## ABOUT THIS TASK
Below are records; output exactly the lines from the one with "Where can the blue veined" through their final line.

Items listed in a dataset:
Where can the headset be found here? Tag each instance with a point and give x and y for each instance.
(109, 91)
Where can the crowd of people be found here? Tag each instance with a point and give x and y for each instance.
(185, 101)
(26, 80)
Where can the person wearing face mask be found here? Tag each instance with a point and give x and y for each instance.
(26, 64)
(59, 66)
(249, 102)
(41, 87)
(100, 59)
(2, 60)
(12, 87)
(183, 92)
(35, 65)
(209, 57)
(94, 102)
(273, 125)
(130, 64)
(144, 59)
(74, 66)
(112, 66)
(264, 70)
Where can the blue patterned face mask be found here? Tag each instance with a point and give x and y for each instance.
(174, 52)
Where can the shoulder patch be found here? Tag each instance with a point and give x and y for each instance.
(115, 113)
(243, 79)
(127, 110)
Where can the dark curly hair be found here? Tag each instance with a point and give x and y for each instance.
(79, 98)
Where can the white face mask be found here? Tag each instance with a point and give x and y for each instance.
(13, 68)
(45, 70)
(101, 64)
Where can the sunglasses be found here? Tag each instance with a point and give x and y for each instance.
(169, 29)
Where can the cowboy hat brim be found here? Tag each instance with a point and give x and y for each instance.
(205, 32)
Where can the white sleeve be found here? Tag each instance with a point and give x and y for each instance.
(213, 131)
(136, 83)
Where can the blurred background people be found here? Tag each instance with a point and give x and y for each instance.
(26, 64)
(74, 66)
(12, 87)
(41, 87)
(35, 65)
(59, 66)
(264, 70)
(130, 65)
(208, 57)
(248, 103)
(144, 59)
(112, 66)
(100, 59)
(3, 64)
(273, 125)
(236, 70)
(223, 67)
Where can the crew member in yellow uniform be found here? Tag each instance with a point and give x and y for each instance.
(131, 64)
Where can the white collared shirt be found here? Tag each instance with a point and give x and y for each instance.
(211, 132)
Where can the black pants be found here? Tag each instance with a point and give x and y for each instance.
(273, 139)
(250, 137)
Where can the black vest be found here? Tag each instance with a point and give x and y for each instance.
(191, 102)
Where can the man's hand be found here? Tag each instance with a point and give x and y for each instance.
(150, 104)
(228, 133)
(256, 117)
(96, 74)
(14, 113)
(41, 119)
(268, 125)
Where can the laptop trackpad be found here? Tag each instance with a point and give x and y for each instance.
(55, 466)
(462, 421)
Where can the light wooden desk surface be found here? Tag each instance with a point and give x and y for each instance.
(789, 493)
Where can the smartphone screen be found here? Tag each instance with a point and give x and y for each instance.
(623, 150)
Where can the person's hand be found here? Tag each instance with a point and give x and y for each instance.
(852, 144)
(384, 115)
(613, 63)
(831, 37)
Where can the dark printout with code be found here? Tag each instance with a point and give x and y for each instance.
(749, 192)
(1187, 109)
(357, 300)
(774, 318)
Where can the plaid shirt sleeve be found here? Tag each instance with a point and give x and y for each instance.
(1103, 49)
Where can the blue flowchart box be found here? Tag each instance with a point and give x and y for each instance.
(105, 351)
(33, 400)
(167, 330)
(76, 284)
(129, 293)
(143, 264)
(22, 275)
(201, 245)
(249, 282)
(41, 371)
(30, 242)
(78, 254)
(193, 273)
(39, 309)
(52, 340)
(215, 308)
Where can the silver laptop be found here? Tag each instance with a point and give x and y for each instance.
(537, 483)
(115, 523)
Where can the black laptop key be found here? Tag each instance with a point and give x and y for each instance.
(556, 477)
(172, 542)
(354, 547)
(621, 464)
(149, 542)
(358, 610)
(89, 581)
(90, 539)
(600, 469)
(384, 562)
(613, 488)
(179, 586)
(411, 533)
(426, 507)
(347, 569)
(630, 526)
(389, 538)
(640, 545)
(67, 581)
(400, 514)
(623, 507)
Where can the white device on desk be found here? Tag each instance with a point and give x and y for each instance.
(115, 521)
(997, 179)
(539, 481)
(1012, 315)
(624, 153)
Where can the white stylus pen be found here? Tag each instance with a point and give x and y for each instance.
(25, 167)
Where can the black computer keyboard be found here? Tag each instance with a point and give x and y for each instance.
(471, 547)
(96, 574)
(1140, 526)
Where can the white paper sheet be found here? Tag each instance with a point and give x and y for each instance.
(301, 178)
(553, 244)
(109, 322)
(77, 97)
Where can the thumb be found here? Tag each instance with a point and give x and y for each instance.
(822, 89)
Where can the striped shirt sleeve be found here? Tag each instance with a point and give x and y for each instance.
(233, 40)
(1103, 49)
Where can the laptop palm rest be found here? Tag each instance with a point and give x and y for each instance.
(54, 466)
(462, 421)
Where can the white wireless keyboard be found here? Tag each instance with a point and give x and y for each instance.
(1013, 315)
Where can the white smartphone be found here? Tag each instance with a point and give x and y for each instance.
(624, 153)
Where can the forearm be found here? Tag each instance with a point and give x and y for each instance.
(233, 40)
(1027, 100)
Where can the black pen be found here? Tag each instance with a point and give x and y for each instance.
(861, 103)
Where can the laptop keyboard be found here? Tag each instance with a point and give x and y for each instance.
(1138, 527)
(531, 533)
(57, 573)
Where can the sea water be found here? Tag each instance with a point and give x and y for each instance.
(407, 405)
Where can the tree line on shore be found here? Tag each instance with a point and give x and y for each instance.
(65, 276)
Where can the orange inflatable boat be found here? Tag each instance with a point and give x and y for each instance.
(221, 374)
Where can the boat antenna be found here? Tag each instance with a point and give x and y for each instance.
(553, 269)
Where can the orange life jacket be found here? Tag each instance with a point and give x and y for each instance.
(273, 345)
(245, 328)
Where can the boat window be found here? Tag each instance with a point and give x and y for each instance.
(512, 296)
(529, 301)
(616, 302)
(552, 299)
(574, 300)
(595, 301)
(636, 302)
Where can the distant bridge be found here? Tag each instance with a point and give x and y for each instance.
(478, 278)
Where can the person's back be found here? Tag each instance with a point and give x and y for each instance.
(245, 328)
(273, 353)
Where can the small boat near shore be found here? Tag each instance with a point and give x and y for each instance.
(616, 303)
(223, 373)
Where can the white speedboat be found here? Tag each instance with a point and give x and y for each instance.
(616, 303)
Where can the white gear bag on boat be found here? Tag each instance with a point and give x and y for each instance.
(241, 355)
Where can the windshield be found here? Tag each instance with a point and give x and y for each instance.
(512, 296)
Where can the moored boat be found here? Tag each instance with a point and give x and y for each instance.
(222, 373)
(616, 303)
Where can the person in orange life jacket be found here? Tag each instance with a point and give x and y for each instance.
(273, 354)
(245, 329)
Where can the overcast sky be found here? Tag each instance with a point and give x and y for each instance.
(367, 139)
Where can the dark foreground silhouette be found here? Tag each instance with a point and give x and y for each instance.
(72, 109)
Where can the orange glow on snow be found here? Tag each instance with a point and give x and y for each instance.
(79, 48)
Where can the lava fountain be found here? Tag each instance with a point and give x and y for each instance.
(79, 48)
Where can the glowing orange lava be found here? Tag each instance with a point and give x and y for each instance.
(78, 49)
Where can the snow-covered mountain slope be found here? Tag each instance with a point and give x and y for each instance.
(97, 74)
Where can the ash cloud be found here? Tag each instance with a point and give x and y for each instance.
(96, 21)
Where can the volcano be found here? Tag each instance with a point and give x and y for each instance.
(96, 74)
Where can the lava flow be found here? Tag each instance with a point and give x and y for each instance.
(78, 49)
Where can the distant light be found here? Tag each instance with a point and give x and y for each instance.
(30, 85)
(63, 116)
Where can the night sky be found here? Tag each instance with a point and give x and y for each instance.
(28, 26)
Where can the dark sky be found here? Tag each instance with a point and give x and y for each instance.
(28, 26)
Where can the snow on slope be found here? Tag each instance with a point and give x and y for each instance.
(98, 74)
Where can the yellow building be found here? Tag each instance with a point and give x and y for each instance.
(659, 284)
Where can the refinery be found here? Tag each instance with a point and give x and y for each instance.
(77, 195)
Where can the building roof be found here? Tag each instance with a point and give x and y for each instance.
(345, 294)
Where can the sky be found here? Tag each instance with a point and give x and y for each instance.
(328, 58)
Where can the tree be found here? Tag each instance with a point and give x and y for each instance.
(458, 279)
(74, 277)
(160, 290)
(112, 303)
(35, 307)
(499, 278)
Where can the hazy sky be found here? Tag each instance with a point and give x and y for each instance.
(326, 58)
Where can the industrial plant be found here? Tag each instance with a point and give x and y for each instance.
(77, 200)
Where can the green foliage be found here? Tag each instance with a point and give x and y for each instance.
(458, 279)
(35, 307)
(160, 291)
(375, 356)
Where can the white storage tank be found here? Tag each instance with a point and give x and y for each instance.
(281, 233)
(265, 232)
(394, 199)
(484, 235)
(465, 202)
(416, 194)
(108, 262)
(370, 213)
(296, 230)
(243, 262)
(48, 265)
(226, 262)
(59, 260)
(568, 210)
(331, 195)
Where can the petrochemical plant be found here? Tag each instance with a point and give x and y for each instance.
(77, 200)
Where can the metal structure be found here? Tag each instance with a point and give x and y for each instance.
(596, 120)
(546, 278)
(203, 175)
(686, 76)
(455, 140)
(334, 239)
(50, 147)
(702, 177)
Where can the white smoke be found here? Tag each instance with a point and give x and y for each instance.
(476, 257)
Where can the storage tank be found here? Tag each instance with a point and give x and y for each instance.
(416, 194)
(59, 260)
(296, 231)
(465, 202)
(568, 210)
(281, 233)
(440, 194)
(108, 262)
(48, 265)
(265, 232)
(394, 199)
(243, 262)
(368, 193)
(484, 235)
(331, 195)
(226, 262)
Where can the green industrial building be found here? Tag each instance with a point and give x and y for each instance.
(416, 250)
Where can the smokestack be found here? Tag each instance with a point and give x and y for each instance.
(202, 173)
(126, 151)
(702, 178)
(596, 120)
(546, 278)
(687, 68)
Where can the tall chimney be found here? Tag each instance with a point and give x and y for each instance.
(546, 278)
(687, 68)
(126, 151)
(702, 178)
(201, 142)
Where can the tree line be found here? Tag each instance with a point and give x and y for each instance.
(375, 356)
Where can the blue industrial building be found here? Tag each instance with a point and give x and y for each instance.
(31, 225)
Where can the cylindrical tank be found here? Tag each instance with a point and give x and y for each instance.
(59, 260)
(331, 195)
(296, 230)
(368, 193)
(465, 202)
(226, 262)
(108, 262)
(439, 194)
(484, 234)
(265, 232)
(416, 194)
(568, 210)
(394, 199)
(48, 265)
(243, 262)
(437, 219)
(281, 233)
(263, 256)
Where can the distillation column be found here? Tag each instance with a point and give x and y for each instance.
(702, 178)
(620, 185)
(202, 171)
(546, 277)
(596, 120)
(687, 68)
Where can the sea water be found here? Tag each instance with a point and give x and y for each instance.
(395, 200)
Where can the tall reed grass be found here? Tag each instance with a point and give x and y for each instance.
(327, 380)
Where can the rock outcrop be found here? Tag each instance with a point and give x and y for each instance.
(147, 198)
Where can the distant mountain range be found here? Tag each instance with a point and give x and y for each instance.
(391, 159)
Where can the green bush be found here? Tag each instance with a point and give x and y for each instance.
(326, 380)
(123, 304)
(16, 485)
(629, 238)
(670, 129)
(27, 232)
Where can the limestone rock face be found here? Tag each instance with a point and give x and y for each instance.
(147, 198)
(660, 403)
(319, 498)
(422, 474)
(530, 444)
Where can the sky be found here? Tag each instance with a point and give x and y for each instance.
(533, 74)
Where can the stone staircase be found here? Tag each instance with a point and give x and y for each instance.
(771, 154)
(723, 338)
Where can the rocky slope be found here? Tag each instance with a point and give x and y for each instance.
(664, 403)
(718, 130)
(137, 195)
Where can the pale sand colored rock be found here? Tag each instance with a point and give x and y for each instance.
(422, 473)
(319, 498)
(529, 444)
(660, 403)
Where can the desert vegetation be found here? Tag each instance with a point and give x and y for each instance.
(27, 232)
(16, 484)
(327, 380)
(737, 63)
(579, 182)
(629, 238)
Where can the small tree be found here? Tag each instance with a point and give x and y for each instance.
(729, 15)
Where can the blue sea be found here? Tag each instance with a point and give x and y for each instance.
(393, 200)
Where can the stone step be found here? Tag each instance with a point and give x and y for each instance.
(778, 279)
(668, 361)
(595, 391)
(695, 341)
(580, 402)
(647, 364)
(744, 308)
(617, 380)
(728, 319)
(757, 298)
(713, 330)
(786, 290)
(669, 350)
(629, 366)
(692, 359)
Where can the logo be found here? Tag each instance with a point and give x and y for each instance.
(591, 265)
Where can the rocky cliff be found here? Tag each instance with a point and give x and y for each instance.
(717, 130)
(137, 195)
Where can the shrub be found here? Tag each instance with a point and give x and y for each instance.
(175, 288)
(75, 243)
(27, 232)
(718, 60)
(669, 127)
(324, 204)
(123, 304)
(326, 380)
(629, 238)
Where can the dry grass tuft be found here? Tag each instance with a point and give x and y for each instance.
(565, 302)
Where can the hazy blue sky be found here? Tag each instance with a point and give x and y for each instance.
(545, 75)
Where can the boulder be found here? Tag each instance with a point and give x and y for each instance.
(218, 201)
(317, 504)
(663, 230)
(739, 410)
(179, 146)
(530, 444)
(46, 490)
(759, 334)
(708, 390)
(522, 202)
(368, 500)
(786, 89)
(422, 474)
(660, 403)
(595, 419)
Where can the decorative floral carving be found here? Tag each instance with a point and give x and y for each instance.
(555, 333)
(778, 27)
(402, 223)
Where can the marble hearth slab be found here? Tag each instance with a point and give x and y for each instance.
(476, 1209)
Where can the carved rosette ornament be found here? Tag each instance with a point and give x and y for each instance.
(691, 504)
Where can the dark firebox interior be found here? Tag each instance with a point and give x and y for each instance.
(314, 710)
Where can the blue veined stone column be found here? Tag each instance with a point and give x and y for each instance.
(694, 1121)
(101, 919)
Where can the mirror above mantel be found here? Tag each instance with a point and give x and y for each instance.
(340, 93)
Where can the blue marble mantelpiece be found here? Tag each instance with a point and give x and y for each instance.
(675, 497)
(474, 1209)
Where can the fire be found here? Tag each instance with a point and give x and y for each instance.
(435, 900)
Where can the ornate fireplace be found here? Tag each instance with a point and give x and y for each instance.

## RESPONSE TO THIS EXERCISE
Where can the blue veined stone column be found here? Tag each instance with a point and give x and y for each instance.
(694, 1121)
(101, 919)
Where can the mirror above mantel be found here? Tag each instance with a point and give x and y for each instance.
(340, 93)
Where can the blue marble mantelpiece be found here? Tag each instance with a point and give x and y for each instance.
(675, 497)
(474, 1209)
Where can the fire be found here? Tag each instance with a point and give x and y for each instance.
(435, 900)
Where can the ornate fireplace be found here? Tag each instance with a point and give x and y for each instance.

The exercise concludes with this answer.